Al hacer una ponderación, pesa más el
derecho a conocer un hecho público que la privacidad del correo. Conflictos de
intereses, donde lo público y lo privado se diluyen; y donde el entonces primer
ministro utilizó una cuenta privada para tratar asuntos relativos a su gestión
ministerial.
Es lo que sucedió también con el
ministro de energía y minas, descubierto in fraganti, por otro correo hackeado,
donde se detallaba que permitía graciosamente que una empresa regulada por su
sector elabore el reglamento de una importante ley. Es decir, el gato de despensero.
Y estos dos casos son apenas un tímido
ejemplo del tráfico de influencias que se produce a diario en el Ejecutivo que,
como se recordará, se iniciaron apenas asumieron las riendas del estado con el
famoso affaire de Las brujas de Cachiche, donde estuvo
implicado Omar Chehade, primer vicepresidente de Ollanta Humala.
O pongamos algo más pedestre: el tráfico
de influencias de los dos últimos ex presidentes del congreso nacional para
nombramiento de “asesoras”, las que en realidad eran, en buen castellano, amantes,
o como vulgarmente se denomina “trampas”.
No nos interesaría si las asesoras en
cuestión hubiesen sido sufragadas con el peculio de los dos congresistas del
oficialismo cuando ejercieron el cargo de presidentes del Parlamento; pero el
interés público radica en que los nombramientos fueron pagados con el dinero de
los contribuyentes, de todos nosotros, por lo que tenemos derecho no solo a
saber, sino a que rindan cuentas y se sancione drásticamente a los dos
congresistas y, por añadidura, devuelvan el dinero gastado en emolumentos,
regalos y viajes de sus “asesoras”.
En una democracia con mayores
controles de lo público hace buen tiempo los dos congresistas en entredicho hubiesen
sido defenestrados de sus cargos, más con el agravante de haber detentado el
cargo de Presidente de un poder del estado, y quizás purgado una condena
privativa de libertad por haber utilizado recursos públicos para fines privados
(mantener a la amante). Como vemos, acá no pasó nada, más allá de lo
anecdótico.
Si bien el tráfico de influencias se
ha producido también en otros gobiernos, como que en el presente el hecho da la
impresión que se ha acentuado. Y eso que estamos hablando de un gobierno que
iba a liderar “la gran trasformación”, incluyendo la moral del “hombre nuevo
peruano”.

Muestra de datos
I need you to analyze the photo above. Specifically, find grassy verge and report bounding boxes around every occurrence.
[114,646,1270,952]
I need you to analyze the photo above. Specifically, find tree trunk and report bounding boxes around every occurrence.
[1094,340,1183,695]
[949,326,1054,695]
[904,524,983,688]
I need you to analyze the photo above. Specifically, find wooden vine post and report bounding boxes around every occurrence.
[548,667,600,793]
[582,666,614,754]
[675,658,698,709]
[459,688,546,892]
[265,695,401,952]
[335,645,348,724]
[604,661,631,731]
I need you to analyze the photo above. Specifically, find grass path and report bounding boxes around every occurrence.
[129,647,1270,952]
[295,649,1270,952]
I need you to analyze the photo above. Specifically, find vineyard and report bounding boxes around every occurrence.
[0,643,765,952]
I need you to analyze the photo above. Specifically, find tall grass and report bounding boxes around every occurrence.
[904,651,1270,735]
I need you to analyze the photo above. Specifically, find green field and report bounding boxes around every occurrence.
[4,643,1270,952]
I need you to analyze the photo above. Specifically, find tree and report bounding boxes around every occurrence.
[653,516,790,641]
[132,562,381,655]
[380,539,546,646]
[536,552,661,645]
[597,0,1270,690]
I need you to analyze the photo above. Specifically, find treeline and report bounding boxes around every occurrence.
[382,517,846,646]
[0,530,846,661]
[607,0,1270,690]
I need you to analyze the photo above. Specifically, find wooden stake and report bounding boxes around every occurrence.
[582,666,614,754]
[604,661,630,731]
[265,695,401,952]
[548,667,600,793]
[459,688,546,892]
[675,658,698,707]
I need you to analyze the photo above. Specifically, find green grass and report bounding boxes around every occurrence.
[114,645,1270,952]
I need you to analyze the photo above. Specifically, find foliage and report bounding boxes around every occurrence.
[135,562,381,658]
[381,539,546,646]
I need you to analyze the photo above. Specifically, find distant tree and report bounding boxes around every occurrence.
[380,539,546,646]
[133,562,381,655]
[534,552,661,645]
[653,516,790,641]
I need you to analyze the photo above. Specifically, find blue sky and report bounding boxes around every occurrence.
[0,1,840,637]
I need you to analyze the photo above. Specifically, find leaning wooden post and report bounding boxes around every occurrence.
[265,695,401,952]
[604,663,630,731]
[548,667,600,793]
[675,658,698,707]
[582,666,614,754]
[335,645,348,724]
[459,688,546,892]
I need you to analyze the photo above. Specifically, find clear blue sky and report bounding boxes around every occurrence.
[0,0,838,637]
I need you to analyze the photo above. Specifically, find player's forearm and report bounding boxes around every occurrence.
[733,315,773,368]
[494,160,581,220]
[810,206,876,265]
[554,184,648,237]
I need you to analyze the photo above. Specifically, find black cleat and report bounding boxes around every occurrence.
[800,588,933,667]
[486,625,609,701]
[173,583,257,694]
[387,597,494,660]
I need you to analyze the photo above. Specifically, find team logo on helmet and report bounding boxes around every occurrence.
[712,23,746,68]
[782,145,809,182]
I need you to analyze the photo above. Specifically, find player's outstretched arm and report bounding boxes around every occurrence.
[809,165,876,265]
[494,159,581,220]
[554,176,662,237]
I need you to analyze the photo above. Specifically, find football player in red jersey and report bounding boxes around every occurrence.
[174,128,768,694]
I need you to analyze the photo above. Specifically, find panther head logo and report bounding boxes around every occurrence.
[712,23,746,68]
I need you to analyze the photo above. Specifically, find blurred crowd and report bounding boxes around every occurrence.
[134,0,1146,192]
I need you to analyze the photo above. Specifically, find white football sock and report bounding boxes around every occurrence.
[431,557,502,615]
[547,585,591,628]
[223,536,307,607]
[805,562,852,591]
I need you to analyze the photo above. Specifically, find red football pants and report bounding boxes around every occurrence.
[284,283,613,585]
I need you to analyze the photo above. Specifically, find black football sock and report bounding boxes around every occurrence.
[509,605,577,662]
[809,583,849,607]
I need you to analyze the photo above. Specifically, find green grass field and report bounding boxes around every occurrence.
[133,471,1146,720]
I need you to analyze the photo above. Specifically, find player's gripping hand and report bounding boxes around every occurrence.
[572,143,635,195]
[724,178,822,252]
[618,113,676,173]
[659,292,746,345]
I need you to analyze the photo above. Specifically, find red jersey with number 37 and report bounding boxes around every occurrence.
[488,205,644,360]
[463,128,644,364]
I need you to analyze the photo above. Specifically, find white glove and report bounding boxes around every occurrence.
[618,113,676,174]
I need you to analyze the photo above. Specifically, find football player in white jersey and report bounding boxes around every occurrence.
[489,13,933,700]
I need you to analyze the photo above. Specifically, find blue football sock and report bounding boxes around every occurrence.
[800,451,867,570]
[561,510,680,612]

Tu objetivo
Reproduce sin cambios el pasaje del texto sobre el tráfico de influencias que va de "Es lo que sucedió" a "gato de despensero.", ambos incluidos.

Ejercicio resuelto
Es lo que sucedió también con el
ministro de energía y minas, descubierto in fraganti, por otro correo hackeado,
donde se detallaba que permitía graciosamente que una empresa regulada por su
sector elabore el reglamento de una importante ley. Es decir, el gato de despensero.